Brief: Every entry below needs to be copied exactly.

(Stored data entries)

-- Opening Marker --

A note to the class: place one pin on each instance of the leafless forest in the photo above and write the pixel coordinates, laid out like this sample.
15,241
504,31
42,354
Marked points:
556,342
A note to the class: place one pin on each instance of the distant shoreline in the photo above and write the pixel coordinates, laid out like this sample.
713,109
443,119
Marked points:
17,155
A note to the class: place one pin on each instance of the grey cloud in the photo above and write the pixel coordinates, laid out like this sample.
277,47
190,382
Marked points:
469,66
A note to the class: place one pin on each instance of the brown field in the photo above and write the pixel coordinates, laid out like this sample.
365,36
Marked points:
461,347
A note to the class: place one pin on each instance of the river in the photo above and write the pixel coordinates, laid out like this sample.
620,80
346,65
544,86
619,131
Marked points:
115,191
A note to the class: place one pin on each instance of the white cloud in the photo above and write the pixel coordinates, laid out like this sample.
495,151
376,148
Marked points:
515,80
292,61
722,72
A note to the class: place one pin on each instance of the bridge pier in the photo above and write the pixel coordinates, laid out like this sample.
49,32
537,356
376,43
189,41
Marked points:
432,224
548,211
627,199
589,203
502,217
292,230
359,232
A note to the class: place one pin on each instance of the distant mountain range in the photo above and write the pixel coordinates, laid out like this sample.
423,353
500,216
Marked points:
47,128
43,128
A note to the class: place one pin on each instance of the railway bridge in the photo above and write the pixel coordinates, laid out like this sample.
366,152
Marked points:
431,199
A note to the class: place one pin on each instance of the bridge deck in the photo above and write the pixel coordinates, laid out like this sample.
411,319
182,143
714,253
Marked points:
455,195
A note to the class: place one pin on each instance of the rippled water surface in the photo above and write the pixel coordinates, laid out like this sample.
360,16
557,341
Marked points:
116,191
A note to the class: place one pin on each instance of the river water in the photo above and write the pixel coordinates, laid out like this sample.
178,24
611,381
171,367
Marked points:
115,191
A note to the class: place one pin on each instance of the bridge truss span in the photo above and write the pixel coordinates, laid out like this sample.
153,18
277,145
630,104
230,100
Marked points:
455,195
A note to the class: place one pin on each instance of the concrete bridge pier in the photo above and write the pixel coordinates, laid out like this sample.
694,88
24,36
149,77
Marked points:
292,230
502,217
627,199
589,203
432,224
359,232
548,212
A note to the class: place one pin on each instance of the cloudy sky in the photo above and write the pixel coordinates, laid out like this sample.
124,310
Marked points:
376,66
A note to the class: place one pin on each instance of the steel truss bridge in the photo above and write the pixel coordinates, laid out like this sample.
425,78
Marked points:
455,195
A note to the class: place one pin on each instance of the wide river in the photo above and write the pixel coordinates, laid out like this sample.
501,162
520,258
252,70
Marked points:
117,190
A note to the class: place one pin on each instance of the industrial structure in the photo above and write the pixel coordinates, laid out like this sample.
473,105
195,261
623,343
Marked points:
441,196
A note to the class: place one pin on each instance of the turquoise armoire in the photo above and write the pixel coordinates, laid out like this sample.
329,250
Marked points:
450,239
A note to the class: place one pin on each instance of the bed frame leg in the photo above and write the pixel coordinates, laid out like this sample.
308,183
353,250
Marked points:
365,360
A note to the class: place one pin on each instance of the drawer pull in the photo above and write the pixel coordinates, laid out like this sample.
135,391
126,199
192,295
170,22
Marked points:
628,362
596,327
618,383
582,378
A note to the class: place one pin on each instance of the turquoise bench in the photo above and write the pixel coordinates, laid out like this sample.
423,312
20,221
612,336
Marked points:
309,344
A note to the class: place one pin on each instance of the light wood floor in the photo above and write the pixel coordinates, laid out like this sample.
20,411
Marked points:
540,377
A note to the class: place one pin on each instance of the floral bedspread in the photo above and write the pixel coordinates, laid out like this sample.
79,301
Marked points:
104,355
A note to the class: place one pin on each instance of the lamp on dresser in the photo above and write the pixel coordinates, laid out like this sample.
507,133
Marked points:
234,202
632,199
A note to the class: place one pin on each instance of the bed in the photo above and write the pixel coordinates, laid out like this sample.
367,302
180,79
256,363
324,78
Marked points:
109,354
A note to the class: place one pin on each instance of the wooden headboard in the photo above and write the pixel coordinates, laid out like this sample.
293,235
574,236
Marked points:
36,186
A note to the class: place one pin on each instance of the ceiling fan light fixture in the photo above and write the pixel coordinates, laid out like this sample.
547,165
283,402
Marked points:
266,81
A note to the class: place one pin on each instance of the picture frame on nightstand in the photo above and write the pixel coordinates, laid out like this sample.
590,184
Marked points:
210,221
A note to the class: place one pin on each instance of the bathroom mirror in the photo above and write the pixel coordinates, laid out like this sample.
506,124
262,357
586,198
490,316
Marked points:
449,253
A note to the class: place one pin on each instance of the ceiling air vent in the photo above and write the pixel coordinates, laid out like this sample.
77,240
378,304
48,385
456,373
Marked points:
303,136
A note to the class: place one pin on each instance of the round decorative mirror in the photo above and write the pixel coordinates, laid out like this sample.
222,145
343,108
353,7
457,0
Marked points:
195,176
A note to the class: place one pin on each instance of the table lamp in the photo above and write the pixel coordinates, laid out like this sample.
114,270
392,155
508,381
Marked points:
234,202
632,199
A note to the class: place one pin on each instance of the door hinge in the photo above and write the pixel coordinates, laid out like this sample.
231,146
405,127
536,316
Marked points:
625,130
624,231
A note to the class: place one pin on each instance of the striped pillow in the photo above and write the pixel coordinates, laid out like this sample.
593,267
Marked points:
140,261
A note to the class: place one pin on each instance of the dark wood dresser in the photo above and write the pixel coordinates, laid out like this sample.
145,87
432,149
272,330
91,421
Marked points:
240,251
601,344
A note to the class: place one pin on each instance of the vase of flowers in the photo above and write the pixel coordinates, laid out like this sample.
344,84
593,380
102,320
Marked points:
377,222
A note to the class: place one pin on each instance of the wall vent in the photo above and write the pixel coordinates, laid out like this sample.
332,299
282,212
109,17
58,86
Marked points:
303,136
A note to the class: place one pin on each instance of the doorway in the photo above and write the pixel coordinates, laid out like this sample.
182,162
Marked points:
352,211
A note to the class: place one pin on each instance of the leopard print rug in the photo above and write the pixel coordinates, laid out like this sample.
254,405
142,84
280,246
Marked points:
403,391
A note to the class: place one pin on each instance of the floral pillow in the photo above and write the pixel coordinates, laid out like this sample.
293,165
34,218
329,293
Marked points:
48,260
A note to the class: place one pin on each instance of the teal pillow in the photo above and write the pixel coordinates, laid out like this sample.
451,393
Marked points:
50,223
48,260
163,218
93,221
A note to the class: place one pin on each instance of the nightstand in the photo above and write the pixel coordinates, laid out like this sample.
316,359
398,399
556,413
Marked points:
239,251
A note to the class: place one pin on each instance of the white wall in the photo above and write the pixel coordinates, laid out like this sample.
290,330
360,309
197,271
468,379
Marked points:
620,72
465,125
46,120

-- Closing Marker --

Completed task:
A note to the class: place one pin on each instance of the leafless forest in the photo above and write the pixel coordinates, laid out like this sample.
15,241
504,31
42,354
Marked points:
556,342
A note to the class: place one pin on each instance of the distant shoreline in the photo above and write the pixel coordinates, laid out like this sample.
713,109
443,119
Marked points:
17,155
A note to the class: place one pin on each instance of the grey cloud in the photo above and write the pixel coordinates, laid out like this sample.
277,47
190,382
Marked points:
469,66
A note to the class: place one pin on each instance of the brown field in the photo above and write the pixel coordinates, laid out like this sample.
365,36
Marked points:
461,347
A note to the class: place one pin on each instance of the river in the photo above and write the pixel coordinates, laid out like this sample.
620,80
346,65
544,86
619,131
Marked points:
115,191
A note to the class: place one pin on each instance of the white cloud in the photo above and write the pixel coordinates, laid out like this sample.
495,151
376,148
Marked points:
515,80
292,61
722,72
A note to the class: place one pin on each instance of the bridge pier in the photo above and write the pixel coordinates, laid out like this sample.
49,32
537,356
376,43
189,41
Marked points:
432,224
548,211
627,199
589,203
502,217
292,230
359,232
A note to the class: place one pin on each instance of the distant mountain range in the photo above and write the pixel coordinates, laid out like this sample.
423,353
500,216
Marked points:
47,128
43,128
A note to the class: place one pin on each instance of the railway bridge in the photo above and write the pixel coordinates, laid out like this sample.
366,152
Marked points:
431,199
A note to the class: place one pin on each instance of the bridge deck in the photo above and write the pixel coordinates, laid out like this sample.
411,319
182,143
714,253
Marked points:
455,195
A note to the class: place one pin on each instance of the rippled water surface in the photo above and write the pixel coordinates, laid out like this sample.
360,16
557,341
Marked points:
116,191
A note to the class: place one pin on each instance of the river water in the photo above and write the pixel coordinates, laid out like this sample.
178,24
611,381
171,367
Marked points:
115,191
A note to the class: place one pin on each instance of the bridge truss span in the photo above and write the pixel coordinates, laid out like this sample.
153,18
277,145
630,104
230,100
Marked points:
455,195
A note to the class: place one pin on each instance of the concrete bridge pier in the photo above and write the pixel coordinates, laid out like this sample.
694,88
24,36
149,77
Marked points:
292,230
502,217
627,199
589,203
432,224
359,232
548,212
A note to the class: place one pin on each instance of the cloudy sky in the photo above and write the pixel coordinates, laid out like this sample.
124,310
Marked points:
376,66
A note to the class: place one pin on each instance of the steel truss bridge in the photo above and write the pixel coordinates, laid out like this sample.
425,78
Marked points:
455,195
A note to the class: place one pin on each instance of the wide river in the photo above and write the pixel coordinates, laid out like this sample.
501,162
520,258
252,70
Marked points:
117,190
A note to the class: place one pin on each instance of the industrial structure in the photo above and write the pixel coordinates, laid out like this sample.
473,105
195,261
623,343
Marked points:
441,196
A note to the class: place one pin on each instance of the turquoise armoire in the photo above and write the pixel coordinates, laid out like this sample.
329,250
Marked points:
450,239
A note to the class: place one pin on each instance of the bed frame leg in the photo above and write the pixel coordinates, laid out like this sample.
308,183
353,250
Marked points:
365,360
A note to the class: place one pin on each instance of the drawer pull in the photo above and write the pixel coordinates, laid out like this sample.
135,391
126,199
192,295
170,22
Marked points:
628,362
596,327
618,383
582,378
A note to the class: place one pin on each instance of the turquoise bench in the photo above and write the pixel coordinates, laid out like this sample.
423,312
20,221
612,336
Marked points:
309,344
A note to the class: place one pin on each instance of the light wood floor in the photo above and write the pixel coordinates, laid out like this sample.
20,411
Marked points:
540,377
A note to the class: place one pin on each instance of the floral bedspread in the photo above and write the pixel coordinates, laid out like this sample.
79,301
Marked points:
104,355
A note to the class: place one pin on each instance of the lamp on dresser in the photo above and write the pixel coordinates, laid out like this sample.
507,133
Marked points:
234,202
632,199
A note to the class: place one pin on each instance of the bed in the photo above and write the pixel coordinates, laid out like this sample.
367,302
180,79
256,363
324,78
Marked points:
109,354
A note to the class: place one pin on each instance of the wooden headboard in the photo above and write the pixel coordinates, laid out like this sample.
293,235
574,236
Marked points:
36,186
A note to the class: place one pin on each instance of the ceiling fan light fixture in the photo above and write the pixel coordinates, laid out like this sample.
547,165
283,402
Marked points:
266,81
A note to the class: place one pin on each instance of the picture frame on nightstand in the photo above and write the pixel coordinates, laid out like this sample.
590,184
Marked points:
210,221
A note to the class: place one pin on each instance of the bathroom mirror in the photo above and write the pixel coordinates, laid out like this sample.
506,124
262,357
586,198
490,316
Marked points:
449,253
A note to the class: place one pin on each instance of the ceiling air vent in the photo above and write the pixel coordinates, laid out like this sample.
77,240
378,304
48,385
456,373
Marked points:
303,136
A note to the class: place one pin on each instance of the round decorative mirror in the photo above and write the pixel coordinates, laid out like this sample.
222,145
343,108
353,7
457,0
Marked points:
195,176
A note to the class: place one pin on each instance of the table lamp in the photo above and write the pixel coordinates, laid out like this sample.
114,270
392,155
508,381
Marked points:
234,202
632,199
A note to the class: place one pin on each instance of the door hinge in the photo above and write the pixel coordinates, laid out like this sample.
231,146
405,127
536,316
Marked points:
625,130
624,231
A note to the class: place one pin on each instance of the striped pillow in the photo above and write the pixel coordinates, laid out like this sample.
593,267
Marked points:
140,261
A note to the class: place one pin on each instance of the dark wood dresser in the photo above and write the pixel coordinates, laid out like this sample.
145,87
432,149
272,330
91,421
Marked points:
240,251
601,344
A note to the class: place one pin on each instance of the vase of flowers in the photo above and write the pixel coordinates, laid out like this sample.
344,84
593,380
102,320
Marked points:
377,222
A note to the class: place one pin on each instance of the wall vent in the photo above and write the pixel coordinates, laid out like this sample.
332,299
282,212
109,17
58,86
Marked points:
303,136
A note to the class: place one pin on each instance of the doorway in the photo above and write the pixel coordinates, laid out like this sample.
182,162
Marked points:
352,211
A note to the class: place one pin on each instance of the leopard print rug in the photo above and write the pixel coordinates, laid out like this sample.
254,405
142,84
280,246
Marked points:
403,391
A note to the class: place one pin on each instance of the floral pillow in the photo above and write the pixel coordinates, laid out like this sample.
293,165
34,218
329,293
Marked points:
48,260
A note to the class: place one pin on each instance of the teal pillow in the photo above and write the pixel coordinates, laid out like this sample.
451,393
Marked points:
50,223
48,260
163,218
93,221
A note to the class: place one pin on each instance of the nightstand in the photo above and write the pixel coordinates, laid out like this sample.
316,359
398,399
556,413
Marked points:
239,251
A note to the class: place one pin on each instance of the white wall in the photo above and write the pixel coordinates, laid out like this sample.
290,330
360,309
197,271
468,379
Marked points:
620,72
465,125
46,120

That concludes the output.